◆ Supplied text:
▬▬▬▬▬▬▬▬▬▬
The U.S. Army finally got its new GPS guided, 120mm mortar shells to Afghanistan. Development and production delays kept this from happening for years. But some pressure from the top (in response to lots of pressure from the bottom) made it happen. It turned out that the new shell performed better than its specifications (the shell falls within a 10 meter/31 foot radius at least half the time.) That was good news, because Afghanistan is a place where 120mm mortars are very useful, and a GPS guided 120mm mortar shell was seen as very helpful for avoiding civilian casualties and reducing the amount of ammo you have to truck in.
The troops have become used to GPS guided ammunition, and the 120mm mortar has just enough explosives to take out most targets, if the shell is GPS guided. Moreover, each infantry battalion has 4-8 of these weapons, giving battalion commanders his own GPS guided weapons. This is a big deal. Precision weapons like smart bombs and GPS guided rockets and shells gives the user an enormous combat advantage, and saves the lives of many nearby civilians.
▬▬▬▬▬▬▬▬▬▬
◆ Supplied material:
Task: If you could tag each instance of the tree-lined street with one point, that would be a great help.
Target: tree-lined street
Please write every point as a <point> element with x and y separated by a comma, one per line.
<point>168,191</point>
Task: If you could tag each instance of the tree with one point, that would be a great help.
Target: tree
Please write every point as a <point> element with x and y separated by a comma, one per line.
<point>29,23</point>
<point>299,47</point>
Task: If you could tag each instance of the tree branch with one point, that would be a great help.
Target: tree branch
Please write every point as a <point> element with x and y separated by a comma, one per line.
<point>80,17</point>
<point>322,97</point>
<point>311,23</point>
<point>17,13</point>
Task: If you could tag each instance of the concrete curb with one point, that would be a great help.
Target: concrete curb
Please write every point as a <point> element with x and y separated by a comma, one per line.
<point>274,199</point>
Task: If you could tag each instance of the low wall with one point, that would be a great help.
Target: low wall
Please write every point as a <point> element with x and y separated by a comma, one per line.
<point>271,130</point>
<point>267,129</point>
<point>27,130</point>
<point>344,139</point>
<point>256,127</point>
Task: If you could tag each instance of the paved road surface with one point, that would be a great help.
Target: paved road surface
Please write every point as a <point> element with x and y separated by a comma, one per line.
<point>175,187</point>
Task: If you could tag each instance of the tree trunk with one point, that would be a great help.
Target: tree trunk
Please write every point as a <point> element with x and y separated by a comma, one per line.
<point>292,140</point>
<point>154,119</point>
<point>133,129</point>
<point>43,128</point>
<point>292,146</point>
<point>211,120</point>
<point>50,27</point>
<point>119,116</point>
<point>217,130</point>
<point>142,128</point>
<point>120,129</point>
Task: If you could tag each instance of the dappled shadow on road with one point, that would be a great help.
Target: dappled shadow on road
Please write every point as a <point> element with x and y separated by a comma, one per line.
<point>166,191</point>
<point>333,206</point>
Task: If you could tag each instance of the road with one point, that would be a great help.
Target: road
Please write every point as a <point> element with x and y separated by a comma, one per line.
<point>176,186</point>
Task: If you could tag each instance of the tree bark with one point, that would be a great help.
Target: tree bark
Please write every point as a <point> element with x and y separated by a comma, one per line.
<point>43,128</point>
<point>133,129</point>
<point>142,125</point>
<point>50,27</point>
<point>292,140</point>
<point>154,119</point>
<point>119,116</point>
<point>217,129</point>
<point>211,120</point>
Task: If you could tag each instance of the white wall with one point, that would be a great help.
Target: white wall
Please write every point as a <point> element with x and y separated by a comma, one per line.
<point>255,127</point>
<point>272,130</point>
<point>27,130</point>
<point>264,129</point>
▬▬▬▬▬▬▬▬▬▬
◆ Things to do:
1. Reproduce word for word the part of the mortar shell passage from "The troops have" up to and including "many nearby civilians.".
2. Summarize the mortar shell passage in two sentences.
Use only the mortar shell passage, not the listing.

◆ Results for each task:
1.
The troops have become used to GPS guided ammunition, and the 120mm mortar has just enough explosives to take out most targets, if the shell is GPS guided. Moreover, each infantry battalion has 4-8 of these weapons, giving battalion commanders his own GPS guided weapons. This is a big deal. Precision weapons like smart bombs and GPS guided rockets and shells gives the user an enormous combat advantage, and saves the lives of many nearby civilians.

2. After years of development and production delays, the U.S. Army got its GPS guided 120mm mortar shells to Afghanistan, where the shell performed better than its specifications by falling within a 10 meter radius at least half the time. Since each infantry battalion has 4-8 of these mortars, battalion commanders now have their own GPS guided weapons, which give an enormous combat advantage and save the lives of many nearby civilians.